**RECORDS SUPPLIED:**
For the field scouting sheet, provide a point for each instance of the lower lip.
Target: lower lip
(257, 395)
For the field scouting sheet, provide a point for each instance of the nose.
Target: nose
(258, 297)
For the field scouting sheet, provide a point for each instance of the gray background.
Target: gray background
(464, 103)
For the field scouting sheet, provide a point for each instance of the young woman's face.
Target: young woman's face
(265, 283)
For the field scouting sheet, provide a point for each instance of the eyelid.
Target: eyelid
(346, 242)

**YOUR INSTRUCTIONS:** Rewrite the records above, changing every "field scouting sheet" to "survey log" and leaving everything else as it is.

**EXERCISE SOLUTION:**
For the survey log, provide a point for each instance of the lower lip.
Target: lower lip
(257, 395)
For the survey log, provide a point for each instance of the nose.
Target: nose
(258, 297)
For the survey log, provide a point for each instance of the gray background.
Target: gray background
(464, 103)
For the survey log, provide a point for each instance of the young woman's face.
Target: young woman's face
(265, 283)
For the survey log, provide a point for each instance of the eyelid.
Target: eyelid
(346, 242)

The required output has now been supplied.